=== Section Start ===

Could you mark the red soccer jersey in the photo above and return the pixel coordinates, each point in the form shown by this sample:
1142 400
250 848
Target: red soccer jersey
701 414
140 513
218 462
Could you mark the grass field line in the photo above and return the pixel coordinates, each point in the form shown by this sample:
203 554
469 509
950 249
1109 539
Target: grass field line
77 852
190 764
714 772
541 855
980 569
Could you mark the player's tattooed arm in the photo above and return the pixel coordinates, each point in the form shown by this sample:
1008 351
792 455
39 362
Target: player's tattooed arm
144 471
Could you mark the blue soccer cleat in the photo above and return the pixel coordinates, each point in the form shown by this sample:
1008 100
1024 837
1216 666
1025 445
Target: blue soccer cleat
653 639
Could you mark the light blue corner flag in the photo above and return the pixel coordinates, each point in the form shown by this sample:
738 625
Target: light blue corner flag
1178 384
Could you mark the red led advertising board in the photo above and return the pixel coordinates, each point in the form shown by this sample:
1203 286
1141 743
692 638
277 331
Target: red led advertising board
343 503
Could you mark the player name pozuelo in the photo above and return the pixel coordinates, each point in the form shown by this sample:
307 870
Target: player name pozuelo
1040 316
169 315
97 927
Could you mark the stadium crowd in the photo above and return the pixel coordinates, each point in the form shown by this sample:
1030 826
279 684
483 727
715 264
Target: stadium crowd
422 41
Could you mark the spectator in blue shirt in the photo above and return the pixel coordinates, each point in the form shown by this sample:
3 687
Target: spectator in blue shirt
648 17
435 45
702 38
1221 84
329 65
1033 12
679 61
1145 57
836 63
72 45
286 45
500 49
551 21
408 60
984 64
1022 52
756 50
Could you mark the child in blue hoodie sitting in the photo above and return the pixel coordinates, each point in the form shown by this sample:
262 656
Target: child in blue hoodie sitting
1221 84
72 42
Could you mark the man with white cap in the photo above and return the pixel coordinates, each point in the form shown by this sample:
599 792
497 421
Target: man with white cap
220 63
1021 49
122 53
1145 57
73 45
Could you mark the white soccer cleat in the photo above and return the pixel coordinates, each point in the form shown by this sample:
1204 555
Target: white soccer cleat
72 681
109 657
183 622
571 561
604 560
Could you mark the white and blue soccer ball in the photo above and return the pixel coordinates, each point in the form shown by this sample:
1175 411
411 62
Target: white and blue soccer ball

=== Section End ===

**ACTION ITEM:** Copy the entries above exactly, leaving none out.

**RESULT:**
Could you mark the red soccer jersey in the photo above and return the pixel coordinates, each point in the form shown by this sample:
1142 400
250 848
Target: red soccer jersey
701 414
140 513
218 462
Could you mark the grass field line in the photo above and return the pixel coordinates, each point in the form shown by this sample:
203 554
469 509
950 249
1109 539
Target: grass field line
77 852
190 764
714 772
541 855
980 569
Could you mark the player's tattooed arm in the photo above and return the pixel coordinates, each point in the form shown by this sample:
1008 351
792 455
39 362
Target: player's tattooed arm
144 471
Could you mark the blue soccer cleat in the photo above and return the pixel coordinates, each point in the form shown by this sample:
1008 100
1024 837
1216 666
1025 445
Target: blue soccer cleat
653 639
Could you mark the light blue corner flag in the photo above and return the pixel coordinates, each point in the form shown by this sample:
738 625
Target: light blue corner flag
1178 384
Could you mark the red led advertising board in the photo above and return the pixel coordinates, each point in the form shown by this sample:
1203 286
1141 743
692 638
277 331
Target: red led advertising board
343 503
Could you mark the player name pozuelo in the photo above and return the pixel coordinates, each point in the form shown by this sample:
307 870
Target: player name pozuelo
1040 316
169 315
97 927
Could you mark the stadium crowd in the photo above and return the pixel coordinates, each point in the form shown by this sample:
1030 826
279 684
483 727
715 264
Target: stadium crowd
422 41
Could you mark the spectator in blue shirt in the photo above and return the pixel coordinates, each point in the form shown by this sample:
3 687
Target: spectator in blue shirt
648 17
435 45
702 38
1221 84
329 65
1033 12
679 61
1145 57
836 63
72 45
286 45
500 49
551 21
408 60
984 64
1022 52
756 50
Could you mark the child in blue hoodie sitting in the photo above and return the pixel coordinates, each point in the form shown by this sample:
262 656
Target: child in blue hoodie sitting
1221 84
72 42
Could you mark the man with white cap in the photo above and return the pixel coordinates, each point in the form shown by this sample:
599 792
497 421
Target: man with white cap
220 63
1021 49
122 53
1145 57
73 45
Could you mark the white soccer cleat in the photo above and return the pixel coordinates, each point in the form shown by this sample:
1204 555
Target: white soccer cleat
72 681
109 657
183 622
571 561
604 560
Could you mark the white and blue soccer ball in the photo above and return the pixel coordinates, each point in the form shown by this sample:
1175 411
411 62
Target: white and blue soccer ball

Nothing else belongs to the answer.